* [What you need to do]: Reproduce all the entries exactly.

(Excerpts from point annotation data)
────────────────────

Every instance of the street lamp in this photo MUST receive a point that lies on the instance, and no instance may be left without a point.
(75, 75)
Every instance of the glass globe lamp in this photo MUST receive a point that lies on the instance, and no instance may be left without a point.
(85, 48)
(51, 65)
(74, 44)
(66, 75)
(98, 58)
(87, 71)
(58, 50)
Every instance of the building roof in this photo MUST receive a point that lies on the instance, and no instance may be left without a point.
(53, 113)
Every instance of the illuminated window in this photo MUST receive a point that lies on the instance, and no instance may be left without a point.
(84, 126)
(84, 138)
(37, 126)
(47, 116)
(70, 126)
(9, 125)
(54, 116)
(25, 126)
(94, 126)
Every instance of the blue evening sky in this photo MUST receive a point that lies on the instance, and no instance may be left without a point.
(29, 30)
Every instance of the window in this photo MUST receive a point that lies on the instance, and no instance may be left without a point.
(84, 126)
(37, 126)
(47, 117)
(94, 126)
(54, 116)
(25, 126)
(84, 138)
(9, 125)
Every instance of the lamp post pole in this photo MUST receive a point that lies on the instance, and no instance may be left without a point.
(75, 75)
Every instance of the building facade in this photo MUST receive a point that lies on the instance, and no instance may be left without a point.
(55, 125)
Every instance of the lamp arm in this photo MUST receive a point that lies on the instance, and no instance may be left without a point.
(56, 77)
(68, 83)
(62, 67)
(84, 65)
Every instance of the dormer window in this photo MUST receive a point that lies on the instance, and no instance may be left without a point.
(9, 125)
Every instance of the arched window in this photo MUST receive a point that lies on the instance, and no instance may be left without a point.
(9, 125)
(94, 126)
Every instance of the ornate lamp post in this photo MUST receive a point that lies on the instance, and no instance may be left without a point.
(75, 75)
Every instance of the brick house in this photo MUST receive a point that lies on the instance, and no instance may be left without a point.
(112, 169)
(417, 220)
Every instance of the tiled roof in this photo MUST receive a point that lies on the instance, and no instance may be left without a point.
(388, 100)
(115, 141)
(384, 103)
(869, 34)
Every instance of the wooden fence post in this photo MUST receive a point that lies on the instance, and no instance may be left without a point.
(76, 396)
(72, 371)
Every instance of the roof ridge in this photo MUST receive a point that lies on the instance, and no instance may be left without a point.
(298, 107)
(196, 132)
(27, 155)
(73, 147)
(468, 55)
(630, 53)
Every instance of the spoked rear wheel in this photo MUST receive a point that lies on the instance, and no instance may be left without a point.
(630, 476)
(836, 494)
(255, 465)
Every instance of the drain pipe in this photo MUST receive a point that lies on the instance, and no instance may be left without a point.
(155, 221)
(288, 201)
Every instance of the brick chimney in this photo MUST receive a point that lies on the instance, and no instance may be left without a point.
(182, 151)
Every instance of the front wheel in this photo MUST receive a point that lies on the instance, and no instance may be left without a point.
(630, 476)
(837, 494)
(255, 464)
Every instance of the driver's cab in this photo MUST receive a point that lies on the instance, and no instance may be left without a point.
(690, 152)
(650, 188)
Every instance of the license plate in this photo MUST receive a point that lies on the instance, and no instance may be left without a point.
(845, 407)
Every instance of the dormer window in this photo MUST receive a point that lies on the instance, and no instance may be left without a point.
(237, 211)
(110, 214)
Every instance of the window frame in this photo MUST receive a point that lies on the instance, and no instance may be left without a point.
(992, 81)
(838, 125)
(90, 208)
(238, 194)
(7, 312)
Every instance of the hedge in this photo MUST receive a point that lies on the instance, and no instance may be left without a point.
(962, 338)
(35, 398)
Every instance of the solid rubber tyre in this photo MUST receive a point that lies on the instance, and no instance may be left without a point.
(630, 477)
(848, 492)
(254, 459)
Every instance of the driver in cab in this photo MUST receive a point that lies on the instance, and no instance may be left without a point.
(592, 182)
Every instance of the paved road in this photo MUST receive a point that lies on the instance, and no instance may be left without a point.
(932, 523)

────────────────────

* [Result of this task]:
Every instance of the street lamp in this photo MUST receive a point that lies on the instance, and no instance may be left without a point.
(75, 75)
Every instance of the glass globe lamp in this photo MUST receive a point that lies on the instance, and no instance may be left without a point.
(85, 48)
(51, 65)
(74, 44)
(66, 75)
(98, 58)
(87, 71)
(58, 50)
Every instance of the building roof in this photo MUST receive a point that lies on the instance, and no instance may be left without a point.
(53, 113)
Every instance of the illuminated window in this photo MUST receive a point that lies on the instance, and no instance may be left without a point.
(84, 126)
(84, 138)
(37, 126)
(47, 116)
(70, 126)
(9, 125)
(54, 116)
(25, 126)
(94, 126)
Every instance of the blue evening sky in this photo MUST receive a point that lies on the instance, and no instance may be left without a point.
(29, 30)
Every instance of the window in this photo MUST receive a point that lies on the instance, and no instance may be left without a point.
(84, 126)
(37, 126)
(47, 117)
(94, 126)
(54, 116)
(25, 126)
(84, 138)
(9, 125)
Every instance of the lamp post pole in this photo MUST receive a point that lies on the instance, and no instance may be left without a point.
(75, 75)
Every instance of the building facade in this photo MUST receive a point that lies on the instance, and no instance may be left without a point.
(55, 125)
Every instance of the lamp arm in this photo MUST receive a point that lies on the instance, and no instance may be left without a point.
(56, 77)
(68, 83)
(62, 67)
(84, 65)
Every instance of the dormer window in this photo MUST receive a point that lies on the instance, and no instance may be left without a point.
(9, 125)
Every instance of the arched window in this photo MUST receive a point that lies on the instance, and no instance may be left without a point.
(9, 125)
(94, 126)
Every instance of the ornate lamp post in this photo MUST receive a point that lies on the instance, and no instance may be left without a point.
(75, 75)
Every instance of the brick house in this photo MUST receive a point that lies on the instance, and no instance may be left without a point.
(112, 169)
(417, 220)
Every instance of the tiled roof in this photo MUST receive a point that lies on the instance, and no instance may be left without a point.
(388, 100)
(115, 141)
(384, 103)
(869, 34)
Every instance of the wooden fence post in this photo MUST receive a point that lies on the instance, and no instance may be left without a point.
(76, 396)
(72, 371)
Every instance of the roof ridge in this photo MUST receive a point that lies on the instance, and no instance may be left without a point.
(298, 107)
(196, 132)
(27, 155)
(73, 147)
(468, 55)
(630, 53)
Every instance of the spoked rear wheel in this photo MUST receive a point that lies on the instance, and no instance may be left without a point.
(630, 476)
(836, 494)
(255, 465)
Every instance of the drain pipe in this photo MUST receive a point that lies on the instance, and no instance may be left without a point.
(155, 221)
(288, 201)
Every instance of the brick chimney in this photo MUST receive a point that lies on the instance, and no instance may be left without a point.
(182, 151)
Every instance of the front wheel in this photo MUST receive a point that lies on the instance, and no instance may be left without a point.
(630, 476)
(837, 494)
(255, 464)
Every instance of the driver's cab in this photo MUST receive a point that lies on the instance, and no instance may be left without a point.
(690, 152)
(650, 188)
Every instance of the license plate in this photo MUST receive a point that lies on the instance, and no instance may be left without a point.
(845, 407)
Every instance of the dormer window in this photo MUST receive a point that lies on the instance, and no instance may be left without a point.
(237, 211)
(110, 214)
Every instance of the window frame in this photo MUST receive a point that lies on the instance, and no instance may be left without a point.
(992, 81)
(838, 125)
(90, 208)
(238, 194)
(7, 312)
Every instance of the hedge in this photo MUST receive a point that lies on the instance, and no instance may be left without a point.
(962, 338)
(35, 398)
Every instance of the solid rubber tyre in this photo MUST receive a point that lies on the instance, and no instance may be left without a point.
(630, 477)
(848, 492)
(254, 459)
Every instance of the driver in cab in this photo MUST receive a point that lies on the instance, and no instance may be left without a point.
(592, 182)
Every instance of the paved road in this photo MUST receive a point that lies on the instance, and no instance may be left without a point.
(932, 523)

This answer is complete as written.